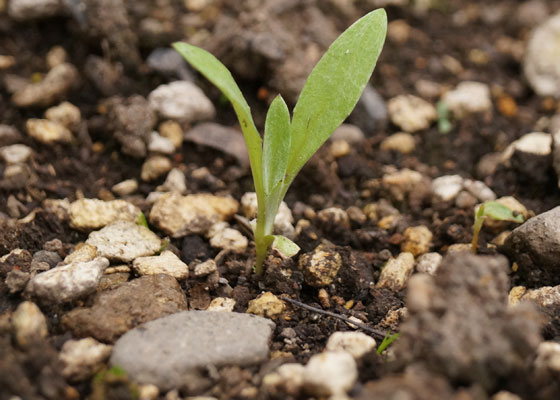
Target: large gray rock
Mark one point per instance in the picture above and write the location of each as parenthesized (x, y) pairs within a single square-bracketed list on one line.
[(114, 312), (535, 246), (163, 352), (67, 282)]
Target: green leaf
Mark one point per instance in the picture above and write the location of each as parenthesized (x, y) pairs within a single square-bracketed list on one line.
[(387, 341), (276, 147), (219, 75), (334, 87), (499, 212), (141, 220), (284, 246)]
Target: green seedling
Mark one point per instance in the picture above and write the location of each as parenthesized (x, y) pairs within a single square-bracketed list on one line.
[(494, 210), (387, 341), (329, 95)]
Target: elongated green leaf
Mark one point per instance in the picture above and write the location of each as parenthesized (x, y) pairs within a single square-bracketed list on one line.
[(334, 87), (285, 246), (499, 212), (219, 75), (276, 147)]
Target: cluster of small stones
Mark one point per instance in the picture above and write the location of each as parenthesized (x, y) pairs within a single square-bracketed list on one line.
[(118, 245)]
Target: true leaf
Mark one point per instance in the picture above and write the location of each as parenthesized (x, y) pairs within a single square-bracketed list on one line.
[(276, 146), (285, 246), (219, 75), (334, 87), (500, 212)]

——————————

REQUIRED ACTION: Output the records above exactly, leaving out pictures.

EXERCISE SOLUTION:
Target: large gray rock
Mark one point per instance in the picture above and write the location of each as parenthesized (x, y) pairs within a single square-bracketed list on one line.
[(114, 312), (535, 246), (163, 352), (67, 282)]
Target: green leaf
Mark one point per instance in the picture above and write the location of each as parenthesized (x, y) pairs within a single square-bracketed list on one line.
[(387, 341), (276, 147), (219, 75), (334, 87), (499, 212), (141, 220), (284, 246)]
Target: green seedling
Mark one point per instance in the picture above and write the location of each as parenthesized (x, y) pairs within a single square-bracketed list on one line.
[(494, 210), (387, 341), (329, 95)]
Target: elongated green leaf
Mark one point per instance in the picture above and write the location of each as parenthesized (x, y) pairs within a single square-bracketed list on one line.
[(334, 87), (285, 246), (499, 212), (219, 75), (276, 147)]
Target: cluster of small stones
Mark one point per instance in the picture above and write the location of each as parenthesized (x, y) pairs within a single square-bracketed list on one line.
[(118, 245)]
Target: true leaf
Mark one point per instance in the picture above and write the location of each as parenthesized (x, y) pairs within a single square-bracketed list on one line.
[(276, 146), (285, 246), (219, 75), (334, 87), (500, 212)]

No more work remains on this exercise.